--- Recorded data ---

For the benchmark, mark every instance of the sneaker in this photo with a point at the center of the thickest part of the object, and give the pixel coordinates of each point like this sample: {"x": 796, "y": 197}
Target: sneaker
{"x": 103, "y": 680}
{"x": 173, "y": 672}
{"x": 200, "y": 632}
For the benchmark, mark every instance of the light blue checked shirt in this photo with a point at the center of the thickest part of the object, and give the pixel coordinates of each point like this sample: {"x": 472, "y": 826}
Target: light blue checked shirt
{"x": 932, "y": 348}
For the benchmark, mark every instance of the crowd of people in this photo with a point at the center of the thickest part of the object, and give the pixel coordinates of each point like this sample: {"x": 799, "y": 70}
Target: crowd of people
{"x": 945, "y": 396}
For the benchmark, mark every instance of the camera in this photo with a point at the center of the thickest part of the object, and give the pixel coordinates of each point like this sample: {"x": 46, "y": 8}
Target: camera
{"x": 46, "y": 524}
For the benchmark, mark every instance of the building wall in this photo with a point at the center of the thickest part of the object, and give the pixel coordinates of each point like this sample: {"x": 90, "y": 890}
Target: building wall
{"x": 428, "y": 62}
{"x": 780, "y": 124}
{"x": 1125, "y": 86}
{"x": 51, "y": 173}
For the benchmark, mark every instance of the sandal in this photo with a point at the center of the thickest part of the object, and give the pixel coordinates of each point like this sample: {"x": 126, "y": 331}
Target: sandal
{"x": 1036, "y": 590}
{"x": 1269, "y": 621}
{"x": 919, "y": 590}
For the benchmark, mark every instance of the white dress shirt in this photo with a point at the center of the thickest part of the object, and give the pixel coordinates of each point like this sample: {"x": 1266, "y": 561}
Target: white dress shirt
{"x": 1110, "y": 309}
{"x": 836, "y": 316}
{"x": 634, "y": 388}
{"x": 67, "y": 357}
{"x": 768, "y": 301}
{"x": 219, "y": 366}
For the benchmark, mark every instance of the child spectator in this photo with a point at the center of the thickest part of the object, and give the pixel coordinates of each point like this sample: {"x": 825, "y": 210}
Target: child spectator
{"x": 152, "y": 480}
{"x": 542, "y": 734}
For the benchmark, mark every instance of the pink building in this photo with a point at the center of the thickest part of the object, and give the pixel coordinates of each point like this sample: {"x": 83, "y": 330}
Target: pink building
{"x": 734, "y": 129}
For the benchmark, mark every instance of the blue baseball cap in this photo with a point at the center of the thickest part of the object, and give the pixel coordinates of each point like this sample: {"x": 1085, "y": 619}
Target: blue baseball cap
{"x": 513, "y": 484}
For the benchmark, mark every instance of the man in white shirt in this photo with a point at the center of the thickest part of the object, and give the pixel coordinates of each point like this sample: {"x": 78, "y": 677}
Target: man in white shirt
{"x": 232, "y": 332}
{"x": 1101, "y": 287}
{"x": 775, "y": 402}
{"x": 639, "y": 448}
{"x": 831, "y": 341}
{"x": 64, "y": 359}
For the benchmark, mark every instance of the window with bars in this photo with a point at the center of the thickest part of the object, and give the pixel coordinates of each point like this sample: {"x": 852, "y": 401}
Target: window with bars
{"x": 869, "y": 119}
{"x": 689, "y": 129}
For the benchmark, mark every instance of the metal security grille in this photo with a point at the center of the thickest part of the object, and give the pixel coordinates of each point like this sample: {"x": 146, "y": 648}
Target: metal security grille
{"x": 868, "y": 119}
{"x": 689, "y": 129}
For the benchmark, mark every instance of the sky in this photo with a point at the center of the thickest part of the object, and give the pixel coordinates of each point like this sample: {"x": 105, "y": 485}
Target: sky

---

| Exercise directions |
Please rewrite the part of the records that opens with the line containing "For the benchmark, mark every instance of the sky" and runs through the end of the records, replacing "sky" with "clouds" and keeping everything else unchanged.

| Task result |
For the benchmark, mark every instance of the clouds in this photo with a point at the center of the thickest part of the object, and give the pixel coordinates of each point like this sample: {"x": 105, "y": 485}
Target: clouds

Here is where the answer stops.